═══ EXCERPT

WILLIHNGANZ: Now, there’s a couple, I believe, they’re on the Speed Board. Adel and her husband.

SHANDS: Leonard.

WILLIHNGANZ: Leonard.

SHANDS: Yeah, yeah, yeah.

WILLIHNGANZ: Have you been to their house? I’m surprised to hear you say you don’t like glass if you’ve been to their house.

SHANDS: Well, they, they, they like glass, they still have, they just don’t collect glass. They collect pottery. They collect some sculpture, but they, but I don’t know glass people. That’s fine for them . I’m delighted. I just don’t. Some of my best friends collect glass .

WILLIHNGANZ: Well. I’ve seen a variety of houses, and how people choose to set up their home always interests me, and frankly, it humbles me a bit when I look at my own, and what I haven’t been able to do. Starting to collect things, but it is a way of basically explaining who you are by putting things out there which represent your view of values, and cultural norms, and a lot of other commentary. So, I’m always interested.

SHANDS: Well, also I like things . Things interest me a lot. I, you know, you have to tailor your interest. You know you can’t, like…when you get interested in things, you have to, you have to eliminate the things that really don’t make the statement. You know? And I find that is important to create breathing room.

WILLIHNGANZ: Now. Is your collection pretty much static? Do you change over a lot?

SHANDS: Well it’s, well it, over the years it sort of, it’s like particles settling. I move the stuff around in very different configurations, and different ways over the years. And finally, I discovered how I really like it. And so, that the, the big, the bones of the collections will not change. We change small things around, and of course, every time you buy something, there is something that has to be rearranged, or go or something like that. We are now moving outdoors because the house is pretty much the way I like it, and I’m not going to make any major…not likely to make any major changes. But now, we are doing conditions with artists where the landscape becomes part of the piece itself. And so plunking right down in a field. The…you have the artist come and look at what’s been done before, before them. And, they look at the landscape and they, they can place the art wherever they want to place it in relationship to landscape and other pieces of art. And so that…that interests me a lot because it brings the…again the whole out…outdoors in, and there’s a lot of art that looks really…that suggests the outdoors that looks better indoors, because it’s, it, you set up attention between outdoors and what’s indoors. That makes it interesting.

WILLIHNGANZ: Tell me about other organizations that you may have had contact with about the Highlight Guild artists. How have they shaped craft in this state?

══════
═══ DATASET ENTRIES

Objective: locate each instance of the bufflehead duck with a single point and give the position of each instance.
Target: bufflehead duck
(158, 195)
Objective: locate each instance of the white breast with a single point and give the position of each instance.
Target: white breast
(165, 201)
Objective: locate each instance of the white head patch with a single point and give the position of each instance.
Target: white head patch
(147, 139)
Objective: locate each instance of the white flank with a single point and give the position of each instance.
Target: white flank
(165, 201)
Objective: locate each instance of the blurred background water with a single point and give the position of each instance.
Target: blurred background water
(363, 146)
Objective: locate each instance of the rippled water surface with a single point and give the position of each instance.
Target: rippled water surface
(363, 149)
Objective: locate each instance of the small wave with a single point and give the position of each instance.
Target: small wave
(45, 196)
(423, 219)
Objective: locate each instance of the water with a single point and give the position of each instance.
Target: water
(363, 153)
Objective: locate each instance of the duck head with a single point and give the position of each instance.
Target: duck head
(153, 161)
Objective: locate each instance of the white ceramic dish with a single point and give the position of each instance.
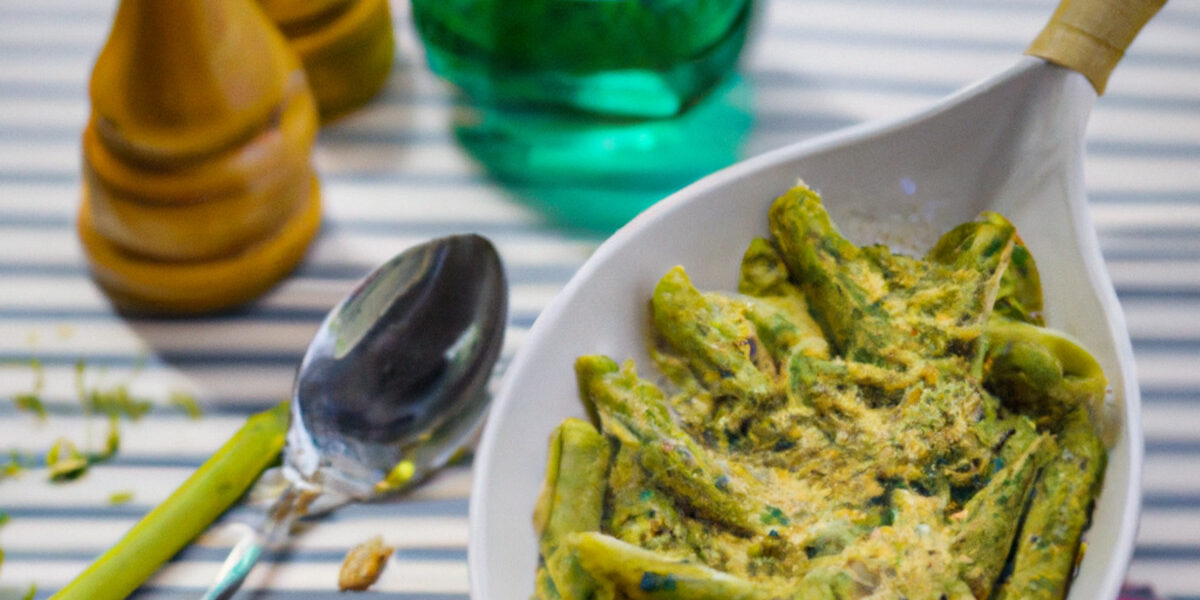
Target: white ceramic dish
(1012, 143)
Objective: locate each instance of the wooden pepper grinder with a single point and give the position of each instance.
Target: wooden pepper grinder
(198, 190)
(346, 47)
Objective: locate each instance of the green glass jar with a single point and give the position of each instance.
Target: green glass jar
(636, 59)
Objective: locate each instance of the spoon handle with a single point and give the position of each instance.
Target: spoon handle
(246, 552)
(1090, 36)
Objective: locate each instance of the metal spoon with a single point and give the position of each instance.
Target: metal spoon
(390, 388)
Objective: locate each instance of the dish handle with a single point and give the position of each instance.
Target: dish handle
(1090, 36)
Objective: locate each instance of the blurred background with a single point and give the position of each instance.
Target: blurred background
(423, 160)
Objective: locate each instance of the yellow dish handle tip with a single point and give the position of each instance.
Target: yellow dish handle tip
(1090, 36)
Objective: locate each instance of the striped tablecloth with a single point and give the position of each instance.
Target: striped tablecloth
(394, 174)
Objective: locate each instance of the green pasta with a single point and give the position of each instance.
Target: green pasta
(852, 423)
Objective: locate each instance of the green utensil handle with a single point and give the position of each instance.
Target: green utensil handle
(190, 509)
(1090, 36)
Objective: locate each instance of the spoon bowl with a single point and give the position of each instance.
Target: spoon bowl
(397, 370)
(1012, 143)
(391, 387)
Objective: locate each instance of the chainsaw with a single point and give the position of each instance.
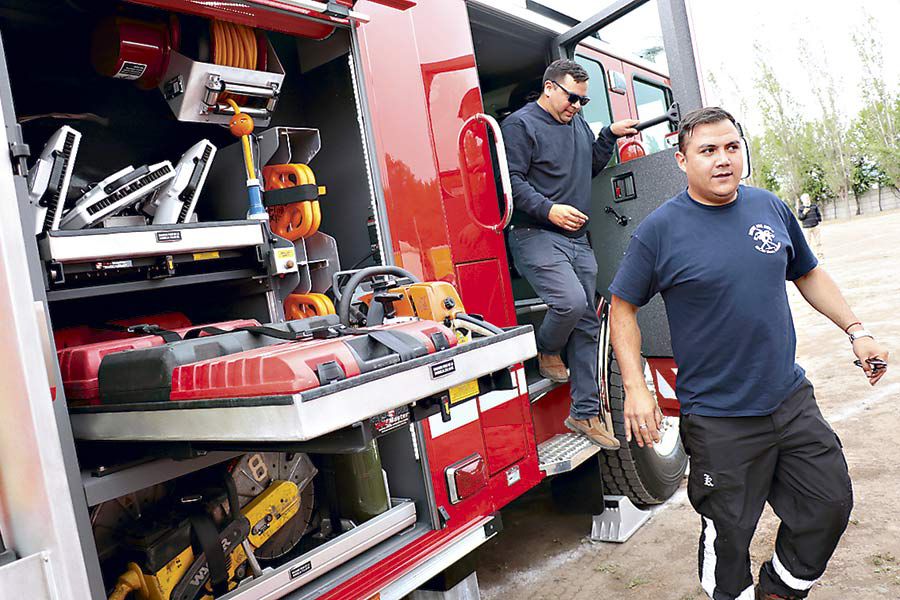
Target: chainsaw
(198, 547)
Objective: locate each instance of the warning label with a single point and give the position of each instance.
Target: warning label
(130, 70)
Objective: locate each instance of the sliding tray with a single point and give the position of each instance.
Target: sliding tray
(122, 243)
(306, 415)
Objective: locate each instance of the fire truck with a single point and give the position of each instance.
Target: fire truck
(261, 334)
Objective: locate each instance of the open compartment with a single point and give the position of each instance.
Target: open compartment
(304, 515)
(115, 274)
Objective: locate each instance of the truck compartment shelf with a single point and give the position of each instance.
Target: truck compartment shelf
(306, 415)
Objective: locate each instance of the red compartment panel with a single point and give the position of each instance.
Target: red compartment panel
(79, 365)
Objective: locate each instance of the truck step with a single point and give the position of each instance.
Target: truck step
(618, 521)
(564, 452)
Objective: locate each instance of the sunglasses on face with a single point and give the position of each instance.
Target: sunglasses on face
(573, 98)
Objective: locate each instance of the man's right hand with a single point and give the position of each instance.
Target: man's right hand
(567, 217)
(642, 416)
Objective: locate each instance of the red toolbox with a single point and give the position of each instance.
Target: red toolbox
(79, 365)
(300, 366)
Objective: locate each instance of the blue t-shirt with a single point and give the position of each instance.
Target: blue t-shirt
(721, 271)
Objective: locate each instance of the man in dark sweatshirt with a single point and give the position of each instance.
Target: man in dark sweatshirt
(553, 155)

══════

*BRIEF A:* List every person named in the interview excerpt, including the two speakers.
*BRIEF B:* Continue the interview excerpt about art collecting from the point at which it stops.

*TASK OUTPUT A:*
- Willihnganz
- Shands
- Adel
- Leonard

*TASK OUTPUT B:*
SHANDS: Well. I’m pretty…I’m not very knowledgeable about that. I mean, I’m vaguely aware of some of the things that they’ve put up, that I’ve been asked to contribute to it, but I’m not. I think one thing that I think is encouraging right now, is there is a committee for public art in the city. Which I’m sort of vaguely aware of, but it’s…I think they have gotten a person down there from…who does this in New York, to advise them on public art. And, you have to work through our Mayor, who isn’t very interested. And, he has this horrible phrase, ‘Artsy Fartsy’, which he loves to bring out. Maybe he’s changing. I don’t know. But, I mean, right now, for instance, at the area they are talking about putting a piece of art in front of the area. Well, I don’t know what that will produce, but there, this committee of the kind of the brightest and best here locally, who are knowledgeable about the national scene. And, I think that, I think that is very encouraging. But, the other stuff I’m not so aware of.

WILLIHNGANZ: Okay, well there has always been the sort of, almost a differentiation between the craft people and the real art people, and you look at the Speed Museum, which of course, you have been very involved with over the years. And, how many artists in the Speed are actually Kentucky artists.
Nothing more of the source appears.